In the entries below, find the line containing "Reviewer check: each instance of the shop sign". Copy it and all lines after it, exactly, through the end.

Coordinate annotation records
[START]

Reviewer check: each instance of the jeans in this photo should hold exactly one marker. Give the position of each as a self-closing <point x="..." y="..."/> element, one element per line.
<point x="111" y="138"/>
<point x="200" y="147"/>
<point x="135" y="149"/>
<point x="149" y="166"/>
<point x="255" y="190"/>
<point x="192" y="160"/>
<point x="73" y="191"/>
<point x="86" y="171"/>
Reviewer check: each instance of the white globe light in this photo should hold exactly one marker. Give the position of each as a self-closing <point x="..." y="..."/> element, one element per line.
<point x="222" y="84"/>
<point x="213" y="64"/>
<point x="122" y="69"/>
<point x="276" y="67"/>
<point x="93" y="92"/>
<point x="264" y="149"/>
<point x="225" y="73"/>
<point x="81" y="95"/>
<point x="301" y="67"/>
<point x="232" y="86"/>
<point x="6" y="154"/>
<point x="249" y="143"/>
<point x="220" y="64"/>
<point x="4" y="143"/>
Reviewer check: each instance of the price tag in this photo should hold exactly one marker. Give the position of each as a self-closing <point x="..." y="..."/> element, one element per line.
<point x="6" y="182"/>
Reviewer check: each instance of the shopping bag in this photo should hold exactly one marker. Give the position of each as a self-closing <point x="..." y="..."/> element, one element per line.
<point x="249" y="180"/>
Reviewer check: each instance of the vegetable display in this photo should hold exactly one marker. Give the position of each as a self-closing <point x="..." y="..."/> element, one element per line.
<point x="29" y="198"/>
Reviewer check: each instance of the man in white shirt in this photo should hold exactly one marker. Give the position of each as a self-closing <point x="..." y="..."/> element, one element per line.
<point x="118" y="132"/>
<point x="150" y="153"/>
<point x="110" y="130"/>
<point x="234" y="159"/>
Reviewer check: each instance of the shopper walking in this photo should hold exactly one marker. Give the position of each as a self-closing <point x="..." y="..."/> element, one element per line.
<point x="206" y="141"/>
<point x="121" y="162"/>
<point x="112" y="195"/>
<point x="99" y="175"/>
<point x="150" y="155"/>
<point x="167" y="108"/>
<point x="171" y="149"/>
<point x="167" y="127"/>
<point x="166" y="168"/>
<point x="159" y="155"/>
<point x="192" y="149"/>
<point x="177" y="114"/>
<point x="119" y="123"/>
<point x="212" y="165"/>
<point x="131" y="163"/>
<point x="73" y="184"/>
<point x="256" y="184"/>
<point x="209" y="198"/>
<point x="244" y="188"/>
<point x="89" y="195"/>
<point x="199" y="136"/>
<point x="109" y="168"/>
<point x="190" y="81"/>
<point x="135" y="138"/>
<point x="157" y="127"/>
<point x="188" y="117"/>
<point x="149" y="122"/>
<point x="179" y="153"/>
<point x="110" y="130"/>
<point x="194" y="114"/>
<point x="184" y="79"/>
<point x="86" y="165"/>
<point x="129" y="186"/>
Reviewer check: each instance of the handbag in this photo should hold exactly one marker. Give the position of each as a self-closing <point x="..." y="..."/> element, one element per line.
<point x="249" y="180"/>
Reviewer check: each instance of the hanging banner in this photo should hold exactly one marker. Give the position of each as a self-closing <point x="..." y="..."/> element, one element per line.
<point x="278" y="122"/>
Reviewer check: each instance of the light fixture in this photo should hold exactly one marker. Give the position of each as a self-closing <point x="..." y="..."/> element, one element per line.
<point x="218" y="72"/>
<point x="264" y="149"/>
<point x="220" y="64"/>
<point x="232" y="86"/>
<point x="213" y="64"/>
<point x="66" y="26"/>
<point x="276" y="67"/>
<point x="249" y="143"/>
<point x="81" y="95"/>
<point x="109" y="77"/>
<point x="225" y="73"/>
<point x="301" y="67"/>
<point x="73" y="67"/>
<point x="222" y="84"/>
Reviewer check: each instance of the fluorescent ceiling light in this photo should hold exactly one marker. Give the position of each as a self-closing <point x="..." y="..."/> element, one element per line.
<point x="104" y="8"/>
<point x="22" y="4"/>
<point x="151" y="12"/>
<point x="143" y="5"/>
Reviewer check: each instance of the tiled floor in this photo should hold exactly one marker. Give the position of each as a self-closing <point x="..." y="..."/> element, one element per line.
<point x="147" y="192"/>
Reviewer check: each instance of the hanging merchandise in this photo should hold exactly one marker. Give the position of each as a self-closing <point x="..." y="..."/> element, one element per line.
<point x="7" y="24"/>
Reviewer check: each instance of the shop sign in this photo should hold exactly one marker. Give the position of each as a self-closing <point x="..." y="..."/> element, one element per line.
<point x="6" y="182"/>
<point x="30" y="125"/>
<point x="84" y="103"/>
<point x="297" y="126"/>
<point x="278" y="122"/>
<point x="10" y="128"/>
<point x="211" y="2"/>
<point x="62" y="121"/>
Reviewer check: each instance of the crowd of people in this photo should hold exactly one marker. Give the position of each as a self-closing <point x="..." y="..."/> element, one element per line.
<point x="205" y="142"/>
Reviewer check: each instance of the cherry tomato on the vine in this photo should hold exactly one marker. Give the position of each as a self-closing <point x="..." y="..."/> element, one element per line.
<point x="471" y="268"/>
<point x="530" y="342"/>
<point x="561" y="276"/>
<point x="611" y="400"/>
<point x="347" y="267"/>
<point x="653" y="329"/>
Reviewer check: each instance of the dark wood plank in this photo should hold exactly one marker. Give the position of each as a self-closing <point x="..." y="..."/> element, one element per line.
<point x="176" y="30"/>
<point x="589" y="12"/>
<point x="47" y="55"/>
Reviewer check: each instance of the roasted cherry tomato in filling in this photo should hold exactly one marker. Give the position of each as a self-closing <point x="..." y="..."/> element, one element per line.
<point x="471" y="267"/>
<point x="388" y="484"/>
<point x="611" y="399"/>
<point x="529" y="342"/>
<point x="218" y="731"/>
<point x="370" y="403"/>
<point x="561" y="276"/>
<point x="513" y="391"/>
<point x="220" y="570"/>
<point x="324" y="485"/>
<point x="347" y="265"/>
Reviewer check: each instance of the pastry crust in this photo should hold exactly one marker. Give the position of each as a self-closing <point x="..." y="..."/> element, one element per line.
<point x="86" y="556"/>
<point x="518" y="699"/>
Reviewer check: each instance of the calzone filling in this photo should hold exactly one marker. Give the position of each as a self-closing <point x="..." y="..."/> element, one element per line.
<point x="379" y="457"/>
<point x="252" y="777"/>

[END]

• Answer for this exercise:
Reviewer check: each instance of the shop sign in this photo should hold exactly one marker. Give the position of each as a self-closing <point x="..." y="..."/> element, one element per line.
<point x="6" y="182"/>
<point x="30" y="125"/>
<point x="84" y="103"/>
<point x="297" y="126"/>
<point x="278" y="122"/>
<point x="10" y="128"/>
<point x="211" y="2"/>
<point x="62" y="121"/>
Reviewer check: each instance of the crowd of people in this photo should hold exactly one marker. Give the position of each as a self-closing <point x="..." y="..."/> element, one element per line.
<point x="205" y="142"/>
Reviewer check: each instance of the cherry tomato on the vine in this photo should hold exactly one marker. Give the position of each as a self-closing <point x="..." y="..."/> element, one element per line.
<point x="471" y="268"/>
<point x="530" y="342"/>
<point x="561" y="276"/>
<point x="611" y="400"/>
<point x="347" y="267"/>
<point x="653" y="329"/>
Reviewer check: each instance of the dark wood plank in this photo should hold exactly one marker. Give the position of each as a self-closing <point x="..." y="..."/> element, one element per line.
<point x="176" y="30"/>
<point x="589" y="12"/>
<point x="47" y="55"/>
Reviewer check: each instance of the roasted cherry tomato in filling in this photo should hold exactly one marker. Give the position of each as a self-closing <point x="..." y="..."/> element, one element per line.
<point x="471" y="267"/>
<point x="388" y="484"/>
<point x="611" y="399"/>
<point x="529" y="342"/>
<point x="218" y="731"/>
<point x="370" y="403"/>
<point x="561" y="276"/>
<point x="513" y="391"/>
<point x="220" y="570"/>
<point x="324" y="485"/>
<point x="347" y="265"/>
Reviewer check: each instance of the pastry crust in this photo should hold exactly one marker. Give the position of each as a self-closing <point x="..." y="..."/> element, one element per line.
<point x="86" y="556"/>
<point x="518" y="699"/>
Reviewer check: each instance of the calzone filling in this photo should hold exactly one marker. Give the position of each as a self-closing <point x="..." y="..."/> element, one element per line.
<point x="379" y="457"/>
<point x="252" y="777"/>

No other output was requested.